Task item
Your answer must consist of every line from the data below that includes the word "snow".

● ● ● ● ● ● ●

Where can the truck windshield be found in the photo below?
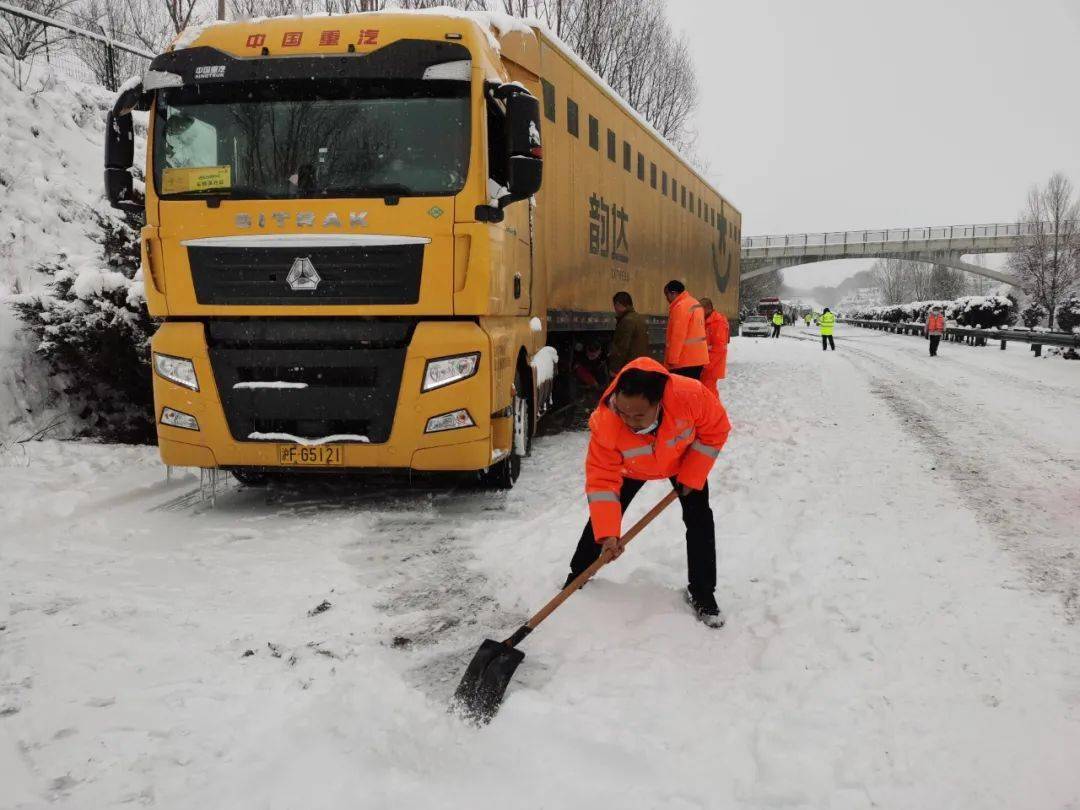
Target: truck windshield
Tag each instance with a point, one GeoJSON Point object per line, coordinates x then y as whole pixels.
{"type": "Point", "coordinates": [323, 138]}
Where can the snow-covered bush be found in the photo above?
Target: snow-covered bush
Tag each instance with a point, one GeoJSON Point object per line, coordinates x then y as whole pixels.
{"type": "Point", "coordinates": [1068, 314]}
{"type": "Point", "coordinates": [1033, 314]}
{"type": "Point", "coordinates": [984, 311]}
{"type": "Point", "coordinates": [92, 328]}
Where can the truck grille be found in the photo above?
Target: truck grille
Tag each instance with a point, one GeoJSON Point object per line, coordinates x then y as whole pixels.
{"type": "Point", "coordinates": [351, 370]}
{"type": "Point", "coordinates": [354, 274]}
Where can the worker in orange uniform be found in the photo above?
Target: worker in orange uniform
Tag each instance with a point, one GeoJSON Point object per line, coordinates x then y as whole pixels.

● ● ● ● ● ● ●

Answer below
Where can the snow-covered bush be found in the photo above?
Target: snow-covered bush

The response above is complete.